TEXTO DADO
'''

De acuerdo con una de las versiones del Diccionario de la Real Academia de la Lengua Española, desmoralizar es ``corromper las costumbres con malos ejemplos o doctrinas perniciosas''. En otra más es, simplemente, ``desanimar'' (21a. ed., 1992).
Me parece que las dos definiciones nos caen de perlas, porque México sufre una evidente corrupción de sus costumbres y pocos podrán dudar, aunque muchos lo nieguen, que la raíz de nuestros problemas, nacionales e internacionales, deriva de las ideas neoliberales o, dicho de otra manera, de ese capitalismo que creía haber triunfado a partir de la caída del muro de Berlín, en noviembre de 1989. Pero, al mismo tiempo, somos una sociedad sin alma: des animada.
Hemos perdido la moral y esto es cada vez más notorio. De nada sirven las doctrinas trascendentales, inspiradas por decálogos, particularmente cuando los más conspicuos representantes de las iglesias no comparten las angustias y necesidades de la grey. Obviamente, hago una excepción para cierto obispo de San Cristóbal a quien respeto y admiro y para todo su equipo. Pero tampoco sirven otras doctrinas, del color que se quiera, en gran medida, porque se han olvidado. ¡Obsoletas, dicen!

'''

MATERIAL PROPORCIONADO
'''

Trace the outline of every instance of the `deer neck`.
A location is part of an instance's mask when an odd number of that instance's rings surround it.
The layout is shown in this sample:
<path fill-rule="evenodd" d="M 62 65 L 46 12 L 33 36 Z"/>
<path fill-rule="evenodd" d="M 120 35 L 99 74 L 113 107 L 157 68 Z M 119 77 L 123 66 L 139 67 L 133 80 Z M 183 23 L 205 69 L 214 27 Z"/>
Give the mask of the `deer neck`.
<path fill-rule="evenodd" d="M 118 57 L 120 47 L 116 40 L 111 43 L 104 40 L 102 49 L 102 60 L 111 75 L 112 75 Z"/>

'''

ENCARGO 1
Transcribe del texto sobre la desmoralización el fragmento que comienza en las palabras "Me parece que" y termina después de "alma: des animada.".
ENCARGO 2
Enumera todos los nombres de lugares que se mencionan en el texto sobre la desmoralización.
ENCARGO 3
Prosigue el texto sobre la desmoralización a partir de su última oración.

RESULTADO 1
Me parece que las dos definiciones nos caen de perlas, porque México sufre una evidente corrupción de sus costumbres y pocos podrán dudar, aunque muchos lo nieguen, que la raíz de nuestros problemas, nacionales e internacionales, deriva de las ideas neoliberales o, dicho de otra manera, de ese capitalismo que creía haber triunfado a partir de la caída del muro de Berlín, en noviembre de 1989. Pero, al mismo tiempo, somos una sociedad sin alma: des animada.

RESULTADO 2
México, Berlín, San Cristóbal

RESULTADO 3
La moral perdida es, por supuesto, de las dos maneras. Pero me interesa sobre todo la segunda manera: la pérdida del alma o del ánimo. Recuerdo, y quizá sea irme a lo muy remoto, la guerra de España, cuando se decía, tal vez después del triunfo en Guadalajara sobre las fuerzas expedicionarias italianas al servicio de Franco, que la moral de nuestras fuerzas era muy elevada. O, meses después, cuando los bombardeos sobre Barcelona colocaban a nuestra moral a su más bajo nivel.
En ese sentido de moral, más que en el otro, me parece que México atraviesa por una etapa profundamente peligrosa. Dominan la desconfianza, el escepticismo, el miedo, tanto físico como ese otro que ve hacia el porvenir sin perspectivas. Nadie cree ya en la autoridad ni se deja convencer por las frases repetidas hasta el cansancio de que vamos bien, de que vamos por el buen camino. Lo que recuerda la manida frase de que los buenos caminos o los caminos empedrados de buenas intenciones, llevan derechito hacia el infierno.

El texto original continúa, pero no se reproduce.